§ DATA SHOWN
>>
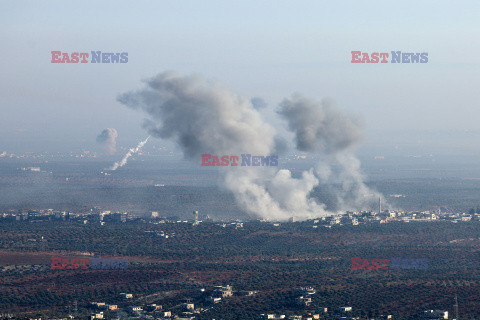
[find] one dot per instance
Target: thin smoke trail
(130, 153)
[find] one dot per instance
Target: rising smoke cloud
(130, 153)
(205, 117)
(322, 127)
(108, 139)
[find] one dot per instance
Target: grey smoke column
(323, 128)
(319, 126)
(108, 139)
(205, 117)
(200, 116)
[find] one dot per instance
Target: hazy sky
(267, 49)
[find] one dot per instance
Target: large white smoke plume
<<
§ ASSIGNMENT
Leave the pictures out and write out every entry exactly as given.

§ WORKED SOLUTION
[find] one dot per instance
Target: thin smoke trail
(130, 153)
[find] one dot per instance
Target: rising smoke cloud
(130, 153)
(205, 117)
(322, 127)
(108, 139)
[find] one dot per instance
Target: grey smoke column
(323, 128)
(319, 126)
(108, 139)
(205, 117)
(200, 116)
[find] one dot per instance
Target: hazy sky
(267, 49)
[find] one dot per instance
Target: large white smoke plume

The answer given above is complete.